Goal of the exercise: Starting with the line that contains "Need: a point on every instance of the rugged" and stopping after the line that contains "Need: a point on every instance of the sea", copy the entries below exactly. Include nothing else.

Input records:
□ □ □
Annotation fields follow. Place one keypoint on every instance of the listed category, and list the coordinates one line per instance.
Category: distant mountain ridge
□ □ □
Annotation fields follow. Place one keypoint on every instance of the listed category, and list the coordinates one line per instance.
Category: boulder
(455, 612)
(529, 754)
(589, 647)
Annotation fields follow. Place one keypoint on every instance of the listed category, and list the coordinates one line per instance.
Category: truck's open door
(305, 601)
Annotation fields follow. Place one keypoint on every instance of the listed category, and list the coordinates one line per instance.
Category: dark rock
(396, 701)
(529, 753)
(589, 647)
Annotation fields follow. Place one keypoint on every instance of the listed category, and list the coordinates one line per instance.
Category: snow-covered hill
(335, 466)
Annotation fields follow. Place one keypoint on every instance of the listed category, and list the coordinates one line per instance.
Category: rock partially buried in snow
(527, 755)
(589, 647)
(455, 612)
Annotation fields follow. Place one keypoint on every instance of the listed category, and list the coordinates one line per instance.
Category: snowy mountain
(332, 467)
□ □ □
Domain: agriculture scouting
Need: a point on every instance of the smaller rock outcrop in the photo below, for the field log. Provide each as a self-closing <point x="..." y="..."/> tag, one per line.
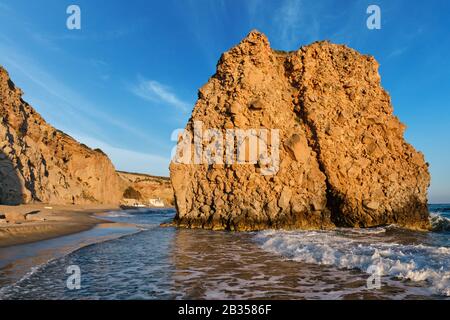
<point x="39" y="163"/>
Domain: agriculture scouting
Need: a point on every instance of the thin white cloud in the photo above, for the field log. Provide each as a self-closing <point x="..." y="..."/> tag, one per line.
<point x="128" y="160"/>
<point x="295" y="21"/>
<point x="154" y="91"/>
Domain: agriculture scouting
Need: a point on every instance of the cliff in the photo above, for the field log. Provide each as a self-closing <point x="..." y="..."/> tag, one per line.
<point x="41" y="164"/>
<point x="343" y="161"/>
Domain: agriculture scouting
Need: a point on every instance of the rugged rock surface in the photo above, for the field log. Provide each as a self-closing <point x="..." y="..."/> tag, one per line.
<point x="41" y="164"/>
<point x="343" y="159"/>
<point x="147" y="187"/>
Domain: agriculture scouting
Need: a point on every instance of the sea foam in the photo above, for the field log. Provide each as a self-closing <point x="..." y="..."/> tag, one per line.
□ □ □
Answer box:
Need: a point on every instance of the rugged rock surface in the photo above, for the field log. Provide each as a self-closing <point x="..." y="..."/> tag, one per line.
<point x="41" y="164"/>
<point x="343" y="159"/>
<point x="147" y="187"/>
Domain: agriculture scouting
Need: a point on every instance of the sea foam in the photo above, for the field log. Provide each as a self-closing <point x="..." y="..."/> tag, one per line.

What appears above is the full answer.